======== DATASET RECORDS ========
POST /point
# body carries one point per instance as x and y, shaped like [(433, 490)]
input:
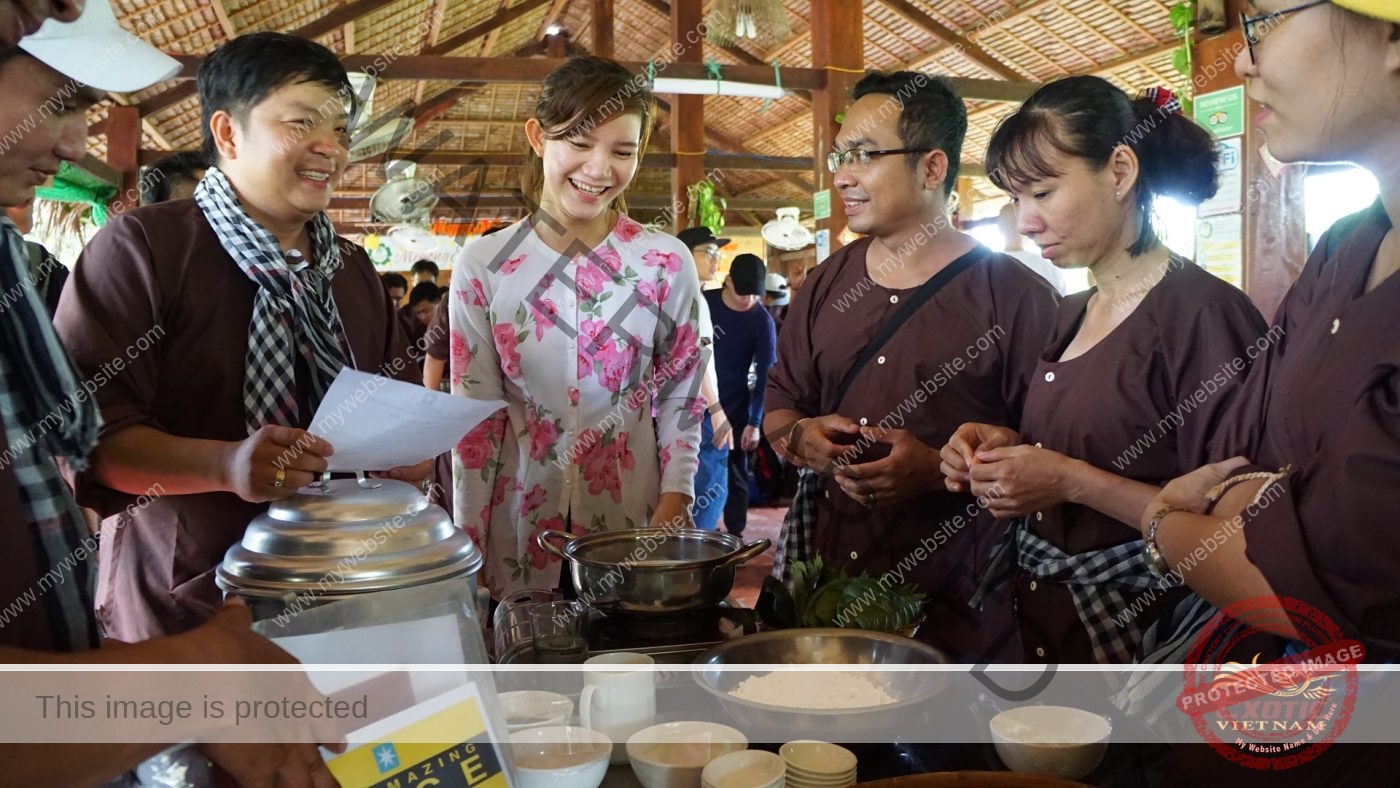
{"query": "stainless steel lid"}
[(347, 536)]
========
# PROBLEM STATEMENT
Render the items above as a two-column CSV with the header "prompt,response", one row per item: its text in "prompt" and its answer in "response". Put each field in quotes, turn any line breaks into spaces, and leave out the pictures.

# WRITTEN RESPONSE
prompt,response
"POST /point # body carries one point per instance as x and y, shaped like [(433, 490)] input: {""query"": ""stainless steel lid""}","[(347, 536)]"